- TASK BRIEF
Reproduce each line from the first in the data through the line that contains "spot the brick paved ground" exactly; give nothing else.

Start of MATERIALS PROVIDED

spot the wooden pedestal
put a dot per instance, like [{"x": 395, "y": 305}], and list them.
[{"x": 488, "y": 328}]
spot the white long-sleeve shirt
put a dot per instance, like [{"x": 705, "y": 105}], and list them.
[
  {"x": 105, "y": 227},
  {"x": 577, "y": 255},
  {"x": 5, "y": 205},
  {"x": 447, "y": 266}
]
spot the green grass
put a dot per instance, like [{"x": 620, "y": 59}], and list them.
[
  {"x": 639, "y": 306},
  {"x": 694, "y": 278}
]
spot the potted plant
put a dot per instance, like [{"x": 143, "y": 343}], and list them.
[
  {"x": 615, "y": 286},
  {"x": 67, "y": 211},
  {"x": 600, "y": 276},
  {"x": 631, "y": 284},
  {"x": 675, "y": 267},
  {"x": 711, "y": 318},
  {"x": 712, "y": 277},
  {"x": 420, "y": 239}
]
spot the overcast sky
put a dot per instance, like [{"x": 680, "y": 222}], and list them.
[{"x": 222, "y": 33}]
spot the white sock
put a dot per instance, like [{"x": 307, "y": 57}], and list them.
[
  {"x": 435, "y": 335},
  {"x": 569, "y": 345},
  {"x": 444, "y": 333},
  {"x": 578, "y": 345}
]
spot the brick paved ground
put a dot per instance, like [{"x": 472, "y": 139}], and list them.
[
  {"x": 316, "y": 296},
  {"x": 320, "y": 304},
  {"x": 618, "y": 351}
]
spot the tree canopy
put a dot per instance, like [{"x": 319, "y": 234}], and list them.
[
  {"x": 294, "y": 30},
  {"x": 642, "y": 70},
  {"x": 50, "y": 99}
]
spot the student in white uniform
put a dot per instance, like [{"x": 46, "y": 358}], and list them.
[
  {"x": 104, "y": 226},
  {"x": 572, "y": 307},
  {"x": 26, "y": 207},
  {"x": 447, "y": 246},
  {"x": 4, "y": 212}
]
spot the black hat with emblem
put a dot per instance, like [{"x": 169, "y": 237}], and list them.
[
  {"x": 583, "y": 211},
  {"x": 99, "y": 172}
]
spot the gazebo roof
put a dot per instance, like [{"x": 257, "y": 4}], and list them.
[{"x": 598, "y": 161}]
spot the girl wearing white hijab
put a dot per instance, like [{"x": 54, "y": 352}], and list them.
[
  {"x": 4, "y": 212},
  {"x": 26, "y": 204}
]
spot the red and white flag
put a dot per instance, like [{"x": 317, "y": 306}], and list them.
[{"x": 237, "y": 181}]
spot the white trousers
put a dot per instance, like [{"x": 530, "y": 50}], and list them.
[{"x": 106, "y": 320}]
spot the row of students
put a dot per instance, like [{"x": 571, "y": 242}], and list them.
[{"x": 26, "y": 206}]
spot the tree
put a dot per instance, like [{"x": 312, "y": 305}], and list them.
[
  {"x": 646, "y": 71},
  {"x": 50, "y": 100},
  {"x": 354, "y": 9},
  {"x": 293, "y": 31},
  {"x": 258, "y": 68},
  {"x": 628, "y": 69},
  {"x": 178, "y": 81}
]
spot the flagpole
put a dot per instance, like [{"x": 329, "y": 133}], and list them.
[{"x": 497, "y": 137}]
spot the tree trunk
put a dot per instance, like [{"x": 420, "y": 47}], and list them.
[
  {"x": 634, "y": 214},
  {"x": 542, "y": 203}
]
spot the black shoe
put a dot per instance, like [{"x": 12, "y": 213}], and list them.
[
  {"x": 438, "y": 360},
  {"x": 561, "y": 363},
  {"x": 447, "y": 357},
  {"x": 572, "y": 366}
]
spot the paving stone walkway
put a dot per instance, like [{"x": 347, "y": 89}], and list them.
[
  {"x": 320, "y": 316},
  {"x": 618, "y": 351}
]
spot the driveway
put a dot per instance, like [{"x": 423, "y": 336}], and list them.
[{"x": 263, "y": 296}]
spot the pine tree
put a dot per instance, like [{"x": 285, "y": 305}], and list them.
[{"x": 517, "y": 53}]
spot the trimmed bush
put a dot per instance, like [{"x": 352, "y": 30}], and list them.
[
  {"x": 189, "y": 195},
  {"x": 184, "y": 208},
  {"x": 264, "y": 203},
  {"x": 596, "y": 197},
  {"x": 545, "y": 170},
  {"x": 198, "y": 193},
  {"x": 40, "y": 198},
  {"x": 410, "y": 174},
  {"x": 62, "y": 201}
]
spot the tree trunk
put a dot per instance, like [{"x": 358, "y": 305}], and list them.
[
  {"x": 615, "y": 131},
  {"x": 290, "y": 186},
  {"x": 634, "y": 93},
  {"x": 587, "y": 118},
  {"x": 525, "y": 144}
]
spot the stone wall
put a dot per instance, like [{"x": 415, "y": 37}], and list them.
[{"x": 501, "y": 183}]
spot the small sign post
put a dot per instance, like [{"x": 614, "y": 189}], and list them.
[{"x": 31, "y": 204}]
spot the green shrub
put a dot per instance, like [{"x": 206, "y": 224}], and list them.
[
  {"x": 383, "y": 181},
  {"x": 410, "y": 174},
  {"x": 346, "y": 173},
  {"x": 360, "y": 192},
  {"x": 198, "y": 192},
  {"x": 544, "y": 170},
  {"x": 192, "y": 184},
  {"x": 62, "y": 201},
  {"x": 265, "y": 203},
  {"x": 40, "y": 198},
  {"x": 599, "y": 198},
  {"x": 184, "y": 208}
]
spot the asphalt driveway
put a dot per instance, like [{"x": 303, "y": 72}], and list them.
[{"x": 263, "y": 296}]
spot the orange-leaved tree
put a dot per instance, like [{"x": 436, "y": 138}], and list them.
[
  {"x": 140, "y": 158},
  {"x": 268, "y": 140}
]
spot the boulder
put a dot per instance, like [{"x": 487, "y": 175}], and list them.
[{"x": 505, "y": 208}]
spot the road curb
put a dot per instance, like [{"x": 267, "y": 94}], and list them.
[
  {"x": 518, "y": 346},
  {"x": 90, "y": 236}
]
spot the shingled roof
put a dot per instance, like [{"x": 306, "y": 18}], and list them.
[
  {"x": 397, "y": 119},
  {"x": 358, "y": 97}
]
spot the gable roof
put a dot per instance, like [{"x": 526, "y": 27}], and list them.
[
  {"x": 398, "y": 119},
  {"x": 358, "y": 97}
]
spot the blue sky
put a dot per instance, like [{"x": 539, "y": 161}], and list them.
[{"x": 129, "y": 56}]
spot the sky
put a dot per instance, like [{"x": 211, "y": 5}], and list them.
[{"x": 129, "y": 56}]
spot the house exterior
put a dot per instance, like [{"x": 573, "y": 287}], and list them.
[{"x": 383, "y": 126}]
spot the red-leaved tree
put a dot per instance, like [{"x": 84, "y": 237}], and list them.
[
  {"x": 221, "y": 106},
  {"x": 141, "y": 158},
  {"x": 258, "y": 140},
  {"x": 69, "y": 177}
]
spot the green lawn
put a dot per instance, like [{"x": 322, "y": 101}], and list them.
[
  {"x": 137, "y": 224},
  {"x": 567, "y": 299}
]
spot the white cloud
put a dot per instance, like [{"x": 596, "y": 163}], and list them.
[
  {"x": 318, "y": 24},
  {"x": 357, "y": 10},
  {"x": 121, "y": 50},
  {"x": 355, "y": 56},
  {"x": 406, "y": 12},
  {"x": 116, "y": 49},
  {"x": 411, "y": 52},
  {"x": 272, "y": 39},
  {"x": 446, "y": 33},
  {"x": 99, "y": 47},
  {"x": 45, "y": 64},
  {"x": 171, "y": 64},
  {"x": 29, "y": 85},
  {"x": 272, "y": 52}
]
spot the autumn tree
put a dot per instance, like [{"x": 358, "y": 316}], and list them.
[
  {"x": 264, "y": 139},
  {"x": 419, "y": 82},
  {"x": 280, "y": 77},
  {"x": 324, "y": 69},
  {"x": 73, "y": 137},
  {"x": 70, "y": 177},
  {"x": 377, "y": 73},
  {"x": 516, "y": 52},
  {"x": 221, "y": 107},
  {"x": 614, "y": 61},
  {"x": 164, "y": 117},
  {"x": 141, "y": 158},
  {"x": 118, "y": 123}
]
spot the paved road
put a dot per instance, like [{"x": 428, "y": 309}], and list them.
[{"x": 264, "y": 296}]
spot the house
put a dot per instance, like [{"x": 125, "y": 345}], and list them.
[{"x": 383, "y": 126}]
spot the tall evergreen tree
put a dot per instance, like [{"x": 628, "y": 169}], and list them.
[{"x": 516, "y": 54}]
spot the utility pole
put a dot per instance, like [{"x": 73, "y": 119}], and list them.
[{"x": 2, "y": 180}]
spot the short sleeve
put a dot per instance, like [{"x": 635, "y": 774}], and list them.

End of MATERIALS PROVIDED

- RESPONSE AREA
spot the wooden pedestal
put a dot per instance, like [{"x": 395, "y": 305}], and list them.
[{"x": 488, "y": 328}]
spot the white long-sleeve shirt
put a dot per instance, like [{"x": 705, "y": 105}], and list them.
[
  {"x": 105, "y": 227},
  {"x": 577, "y": 255},
  {"x": 5, "y": 205},
  {"x": 447, "y": 266}
]
spot the green grass
put a dot per instance, like [{"x": 620, "y": 59}], and list them.
[
  {"x": 639, "y": 306},
  {"x": 694, "y": 278}
]
spot the potted plant
put a dot per instance, like [{"x": 143, "y": 343}], and list them.
[
  {"x": 615, "y": 286},
  {"x": 67, "y": 211},
  {"x": 600, "y": 276},
  {"x": 631, "y": 284},
  {"x": 675, "y": 267},
  {"x": 711, "y": 318},
  {"x": 712, "y": 277},
  {"x": 420, "y": 239}
]
spot the overcast sky
put a dot per instance, like [{"x": 680, "y": 222}], and list them.
[{"x": 222, "y": 33}]
spot the white sock
put a dot per instance, like [{"x": 307, "y": 57}], and list them.
[
  {"x": 435, "y": 335},
  {"x": 569, "y": 345},
  {"x": 444, "y": 333},
  {"x": 578, "y": 345}
]
spot the brick paved ground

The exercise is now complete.